(Location labeling records)
:::::

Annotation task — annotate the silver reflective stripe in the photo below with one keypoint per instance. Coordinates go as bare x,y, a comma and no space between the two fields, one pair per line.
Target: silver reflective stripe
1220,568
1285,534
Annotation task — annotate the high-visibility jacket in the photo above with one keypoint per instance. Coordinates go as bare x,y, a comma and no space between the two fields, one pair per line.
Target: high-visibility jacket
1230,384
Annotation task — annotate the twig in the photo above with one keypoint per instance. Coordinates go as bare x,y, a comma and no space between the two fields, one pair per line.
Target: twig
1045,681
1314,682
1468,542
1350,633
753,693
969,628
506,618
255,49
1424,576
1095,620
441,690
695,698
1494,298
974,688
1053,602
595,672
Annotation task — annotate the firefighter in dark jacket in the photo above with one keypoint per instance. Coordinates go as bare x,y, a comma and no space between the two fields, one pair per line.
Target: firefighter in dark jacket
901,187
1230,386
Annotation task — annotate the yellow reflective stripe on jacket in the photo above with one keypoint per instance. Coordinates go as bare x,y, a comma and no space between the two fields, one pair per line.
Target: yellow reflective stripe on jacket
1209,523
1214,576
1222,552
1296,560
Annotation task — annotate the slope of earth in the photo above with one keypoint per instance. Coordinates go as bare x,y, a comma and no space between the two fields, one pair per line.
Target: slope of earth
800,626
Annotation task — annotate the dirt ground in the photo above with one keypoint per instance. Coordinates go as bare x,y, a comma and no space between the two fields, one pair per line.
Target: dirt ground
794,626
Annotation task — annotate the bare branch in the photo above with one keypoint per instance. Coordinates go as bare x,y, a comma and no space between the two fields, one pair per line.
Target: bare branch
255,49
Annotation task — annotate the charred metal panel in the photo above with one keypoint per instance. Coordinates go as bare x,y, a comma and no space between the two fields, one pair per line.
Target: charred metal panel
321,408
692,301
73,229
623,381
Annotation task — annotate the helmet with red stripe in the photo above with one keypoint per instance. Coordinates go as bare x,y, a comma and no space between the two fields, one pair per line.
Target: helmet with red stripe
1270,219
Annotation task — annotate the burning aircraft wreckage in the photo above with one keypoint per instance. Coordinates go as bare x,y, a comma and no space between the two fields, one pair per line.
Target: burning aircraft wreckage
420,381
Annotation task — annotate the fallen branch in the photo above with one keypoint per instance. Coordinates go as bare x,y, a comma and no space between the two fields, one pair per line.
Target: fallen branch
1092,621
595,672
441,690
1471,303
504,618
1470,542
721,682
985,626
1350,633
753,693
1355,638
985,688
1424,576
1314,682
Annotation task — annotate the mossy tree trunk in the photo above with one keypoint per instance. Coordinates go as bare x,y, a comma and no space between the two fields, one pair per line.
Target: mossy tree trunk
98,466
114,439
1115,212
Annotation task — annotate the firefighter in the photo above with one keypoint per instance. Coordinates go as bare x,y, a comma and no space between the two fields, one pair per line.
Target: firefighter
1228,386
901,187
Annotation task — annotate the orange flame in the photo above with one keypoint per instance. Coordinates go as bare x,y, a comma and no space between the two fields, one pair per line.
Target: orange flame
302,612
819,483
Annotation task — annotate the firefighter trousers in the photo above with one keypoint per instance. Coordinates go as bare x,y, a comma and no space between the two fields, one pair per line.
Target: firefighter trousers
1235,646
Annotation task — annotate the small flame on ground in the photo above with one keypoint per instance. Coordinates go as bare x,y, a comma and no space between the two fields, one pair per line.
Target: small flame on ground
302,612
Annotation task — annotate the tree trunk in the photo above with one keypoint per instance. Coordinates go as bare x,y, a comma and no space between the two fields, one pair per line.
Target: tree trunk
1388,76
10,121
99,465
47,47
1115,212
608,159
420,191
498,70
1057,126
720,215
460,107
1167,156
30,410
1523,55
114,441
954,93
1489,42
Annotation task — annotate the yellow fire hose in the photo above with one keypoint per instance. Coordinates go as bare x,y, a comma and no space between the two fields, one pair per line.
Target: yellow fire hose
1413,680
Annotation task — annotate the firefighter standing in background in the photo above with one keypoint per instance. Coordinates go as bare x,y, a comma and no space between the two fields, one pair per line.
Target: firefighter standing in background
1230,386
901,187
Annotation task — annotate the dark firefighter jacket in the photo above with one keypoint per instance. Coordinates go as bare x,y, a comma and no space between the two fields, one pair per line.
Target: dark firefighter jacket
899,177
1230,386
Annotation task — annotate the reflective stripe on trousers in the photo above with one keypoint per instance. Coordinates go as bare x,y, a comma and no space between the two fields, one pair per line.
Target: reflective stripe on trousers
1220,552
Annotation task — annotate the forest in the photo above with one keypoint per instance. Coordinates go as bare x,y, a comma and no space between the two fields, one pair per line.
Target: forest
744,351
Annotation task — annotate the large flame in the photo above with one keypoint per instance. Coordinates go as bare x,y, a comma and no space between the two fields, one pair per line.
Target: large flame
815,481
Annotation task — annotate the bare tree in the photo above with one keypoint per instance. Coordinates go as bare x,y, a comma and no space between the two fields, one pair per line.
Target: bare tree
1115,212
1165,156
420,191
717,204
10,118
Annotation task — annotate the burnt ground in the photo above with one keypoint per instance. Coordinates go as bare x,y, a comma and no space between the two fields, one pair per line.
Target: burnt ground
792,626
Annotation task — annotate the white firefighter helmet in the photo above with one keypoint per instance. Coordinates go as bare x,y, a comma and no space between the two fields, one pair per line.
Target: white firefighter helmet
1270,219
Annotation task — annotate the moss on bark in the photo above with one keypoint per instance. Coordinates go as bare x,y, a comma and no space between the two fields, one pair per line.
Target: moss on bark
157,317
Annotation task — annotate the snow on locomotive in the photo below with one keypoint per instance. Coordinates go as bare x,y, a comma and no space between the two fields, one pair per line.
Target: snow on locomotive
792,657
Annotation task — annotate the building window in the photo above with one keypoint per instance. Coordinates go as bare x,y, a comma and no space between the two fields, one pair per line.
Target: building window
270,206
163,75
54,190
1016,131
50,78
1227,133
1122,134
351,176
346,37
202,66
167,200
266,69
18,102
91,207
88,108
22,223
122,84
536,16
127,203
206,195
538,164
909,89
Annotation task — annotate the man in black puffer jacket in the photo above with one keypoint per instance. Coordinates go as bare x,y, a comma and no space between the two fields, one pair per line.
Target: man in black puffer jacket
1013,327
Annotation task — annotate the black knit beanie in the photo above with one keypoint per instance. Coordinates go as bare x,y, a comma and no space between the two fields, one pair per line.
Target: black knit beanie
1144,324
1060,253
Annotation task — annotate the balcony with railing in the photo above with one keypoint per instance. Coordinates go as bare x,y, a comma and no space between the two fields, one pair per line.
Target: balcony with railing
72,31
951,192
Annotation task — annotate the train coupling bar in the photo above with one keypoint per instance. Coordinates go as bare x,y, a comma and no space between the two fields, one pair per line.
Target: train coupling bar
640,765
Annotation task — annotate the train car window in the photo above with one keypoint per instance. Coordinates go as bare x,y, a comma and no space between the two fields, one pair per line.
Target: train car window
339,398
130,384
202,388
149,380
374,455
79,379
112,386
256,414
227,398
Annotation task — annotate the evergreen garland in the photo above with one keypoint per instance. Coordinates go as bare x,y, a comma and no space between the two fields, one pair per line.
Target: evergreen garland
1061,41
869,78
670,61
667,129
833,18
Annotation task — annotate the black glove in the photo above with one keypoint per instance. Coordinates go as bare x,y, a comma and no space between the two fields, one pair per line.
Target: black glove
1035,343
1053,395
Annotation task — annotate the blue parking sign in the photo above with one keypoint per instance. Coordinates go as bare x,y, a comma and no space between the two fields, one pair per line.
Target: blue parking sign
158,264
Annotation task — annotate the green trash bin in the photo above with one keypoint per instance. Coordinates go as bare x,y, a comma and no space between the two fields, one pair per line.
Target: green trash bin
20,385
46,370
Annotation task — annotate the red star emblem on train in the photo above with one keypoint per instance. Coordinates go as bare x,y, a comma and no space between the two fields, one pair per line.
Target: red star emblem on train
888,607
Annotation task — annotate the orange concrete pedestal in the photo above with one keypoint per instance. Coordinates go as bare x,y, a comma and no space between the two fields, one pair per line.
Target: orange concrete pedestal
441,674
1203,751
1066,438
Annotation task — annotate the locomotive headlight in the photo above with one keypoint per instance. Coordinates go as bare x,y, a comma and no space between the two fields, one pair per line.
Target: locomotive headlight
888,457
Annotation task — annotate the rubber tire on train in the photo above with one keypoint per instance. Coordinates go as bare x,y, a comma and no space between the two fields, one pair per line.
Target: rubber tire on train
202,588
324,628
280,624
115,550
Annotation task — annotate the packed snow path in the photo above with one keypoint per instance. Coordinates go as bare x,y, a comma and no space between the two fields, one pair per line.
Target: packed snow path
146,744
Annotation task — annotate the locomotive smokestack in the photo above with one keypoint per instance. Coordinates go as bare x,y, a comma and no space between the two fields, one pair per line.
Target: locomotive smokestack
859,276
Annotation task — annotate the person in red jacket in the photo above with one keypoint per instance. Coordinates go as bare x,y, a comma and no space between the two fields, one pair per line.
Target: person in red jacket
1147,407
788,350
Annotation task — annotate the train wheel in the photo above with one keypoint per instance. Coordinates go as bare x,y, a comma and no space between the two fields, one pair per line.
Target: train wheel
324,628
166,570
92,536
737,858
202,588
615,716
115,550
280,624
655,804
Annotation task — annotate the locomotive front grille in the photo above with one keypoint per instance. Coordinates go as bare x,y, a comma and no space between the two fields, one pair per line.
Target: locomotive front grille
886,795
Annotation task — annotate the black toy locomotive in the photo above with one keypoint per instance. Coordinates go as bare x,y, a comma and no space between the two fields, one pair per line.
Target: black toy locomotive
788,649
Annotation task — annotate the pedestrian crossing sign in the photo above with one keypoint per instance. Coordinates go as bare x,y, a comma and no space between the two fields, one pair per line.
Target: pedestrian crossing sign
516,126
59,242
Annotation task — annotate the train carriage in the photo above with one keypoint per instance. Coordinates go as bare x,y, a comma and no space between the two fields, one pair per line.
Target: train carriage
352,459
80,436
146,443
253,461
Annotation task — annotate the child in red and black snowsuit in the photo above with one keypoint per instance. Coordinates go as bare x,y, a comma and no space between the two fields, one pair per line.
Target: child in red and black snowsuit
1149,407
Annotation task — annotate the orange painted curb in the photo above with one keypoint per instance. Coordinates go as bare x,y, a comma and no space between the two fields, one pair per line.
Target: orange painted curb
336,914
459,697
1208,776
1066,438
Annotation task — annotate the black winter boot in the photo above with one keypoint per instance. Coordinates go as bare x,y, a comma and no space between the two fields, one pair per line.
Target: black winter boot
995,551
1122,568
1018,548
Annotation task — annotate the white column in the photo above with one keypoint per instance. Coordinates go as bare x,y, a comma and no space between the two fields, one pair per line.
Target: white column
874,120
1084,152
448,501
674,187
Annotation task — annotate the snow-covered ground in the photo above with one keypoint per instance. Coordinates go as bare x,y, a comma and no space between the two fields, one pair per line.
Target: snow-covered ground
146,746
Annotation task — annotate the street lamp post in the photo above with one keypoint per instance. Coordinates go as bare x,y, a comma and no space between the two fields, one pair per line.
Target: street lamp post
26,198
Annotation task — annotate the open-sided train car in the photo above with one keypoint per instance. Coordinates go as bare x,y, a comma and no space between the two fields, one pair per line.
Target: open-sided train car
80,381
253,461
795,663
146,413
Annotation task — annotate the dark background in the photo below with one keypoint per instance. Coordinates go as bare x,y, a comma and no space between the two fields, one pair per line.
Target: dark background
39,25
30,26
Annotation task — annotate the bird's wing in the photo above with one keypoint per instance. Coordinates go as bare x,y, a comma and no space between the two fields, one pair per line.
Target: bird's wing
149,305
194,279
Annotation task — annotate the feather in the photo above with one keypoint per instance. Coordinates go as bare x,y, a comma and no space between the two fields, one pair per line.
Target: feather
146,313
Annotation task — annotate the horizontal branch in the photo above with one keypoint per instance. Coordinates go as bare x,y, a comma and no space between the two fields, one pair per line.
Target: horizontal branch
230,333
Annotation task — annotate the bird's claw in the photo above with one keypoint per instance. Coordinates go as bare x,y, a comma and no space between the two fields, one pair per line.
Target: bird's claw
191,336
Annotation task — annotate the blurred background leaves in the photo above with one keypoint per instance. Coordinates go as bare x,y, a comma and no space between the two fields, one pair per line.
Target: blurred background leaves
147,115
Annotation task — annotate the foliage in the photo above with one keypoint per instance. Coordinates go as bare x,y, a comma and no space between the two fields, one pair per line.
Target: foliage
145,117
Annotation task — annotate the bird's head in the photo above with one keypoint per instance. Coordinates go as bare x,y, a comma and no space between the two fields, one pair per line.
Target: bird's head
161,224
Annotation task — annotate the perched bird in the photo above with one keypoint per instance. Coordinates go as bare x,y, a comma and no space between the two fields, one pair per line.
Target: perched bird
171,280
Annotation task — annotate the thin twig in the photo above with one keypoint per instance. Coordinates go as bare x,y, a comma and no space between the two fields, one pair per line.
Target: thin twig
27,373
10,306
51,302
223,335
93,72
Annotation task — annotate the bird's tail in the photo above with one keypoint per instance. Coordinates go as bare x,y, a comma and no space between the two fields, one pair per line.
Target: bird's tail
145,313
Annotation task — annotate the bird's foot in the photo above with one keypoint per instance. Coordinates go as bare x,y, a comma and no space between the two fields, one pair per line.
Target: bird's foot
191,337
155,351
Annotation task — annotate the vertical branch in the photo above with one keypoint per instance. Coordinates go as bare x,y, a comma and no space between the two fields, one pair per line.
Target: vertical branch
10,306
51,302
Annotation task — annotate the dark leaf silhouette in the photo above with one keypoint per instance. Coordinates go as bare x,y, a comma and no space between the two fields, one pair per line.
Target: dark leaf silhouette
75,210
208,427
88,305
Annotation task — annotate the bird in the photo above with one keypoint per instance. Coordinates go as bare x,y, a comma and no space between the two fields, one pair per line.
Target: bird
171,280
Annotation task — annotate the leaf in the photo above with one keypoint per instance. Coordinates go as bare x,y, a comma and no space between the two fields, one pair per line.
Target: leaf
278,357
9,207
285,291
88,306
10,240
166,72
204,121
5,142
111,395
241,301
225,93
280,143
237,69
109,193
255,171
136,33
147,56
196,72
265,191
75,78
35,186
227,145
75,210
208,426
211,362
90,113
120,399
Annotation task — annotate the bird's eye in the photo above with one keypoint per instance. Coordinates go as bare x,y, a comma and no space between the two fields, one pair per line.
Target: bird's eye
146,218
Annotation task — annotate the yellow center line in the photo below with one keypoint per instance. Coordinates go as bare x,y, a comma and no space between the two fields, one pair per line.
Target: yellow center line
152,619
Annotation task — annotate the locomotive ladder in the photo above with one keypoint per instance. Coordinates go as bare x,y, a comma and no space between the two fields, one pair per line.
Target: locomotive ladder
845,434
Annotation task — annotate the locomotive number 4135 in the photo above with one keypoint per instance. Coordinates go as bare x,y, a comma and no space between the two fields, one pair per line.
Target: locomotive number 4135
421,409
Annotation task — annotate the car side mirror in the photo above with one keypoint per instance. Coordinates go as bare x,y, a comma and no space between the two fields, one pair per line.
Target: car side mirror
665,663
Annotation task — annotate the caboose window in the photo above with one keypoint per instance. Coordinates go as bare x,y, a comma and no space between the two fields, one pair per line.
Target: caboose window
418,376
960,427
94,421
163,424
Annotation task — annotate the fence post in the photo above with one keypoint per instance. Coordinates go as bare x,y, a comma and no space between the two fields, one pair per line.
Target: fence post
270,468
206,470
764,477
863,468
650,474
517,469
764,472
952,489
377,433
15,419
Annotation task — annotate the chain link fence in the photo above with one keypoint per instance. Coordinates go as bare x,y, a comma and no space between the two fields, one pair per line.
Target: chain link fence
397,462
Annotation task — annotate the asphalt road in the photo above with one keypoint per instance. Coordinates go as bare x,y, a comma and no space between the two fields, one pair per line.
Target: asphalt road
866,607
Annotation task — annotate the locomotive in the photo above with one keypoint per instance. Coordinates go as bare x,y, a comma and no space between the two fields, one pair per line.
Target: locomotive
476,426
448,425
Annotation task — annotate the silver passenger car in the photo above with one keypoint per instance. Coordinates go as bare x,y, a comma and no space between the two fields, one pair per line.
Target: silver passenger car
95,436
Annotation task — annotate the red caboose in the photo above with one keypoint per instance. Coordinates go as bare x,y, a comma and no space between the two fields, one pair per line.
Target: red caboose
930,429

:::::

# Stated goal
Repeat only the stretch of lines that opens with the line containing "Annotation task — annotate the silver passenger" and closes with the final line of the entries, both included, exactly as written.

# Answer to the problem
Annotation task — annotate the silver passenger car in the photo above with one keypoint per instance. Coordinates go as bare x,y, a comma and no space between the two fields, one pair per line.
Target: silver passenger car
95,436
Annotation task — annotate the red caboose in the photo above with one keypoint per instance. Coordinates go as bare x,y, a comma and no space between the two fields, one pair per line.
Target: red caboose
930,429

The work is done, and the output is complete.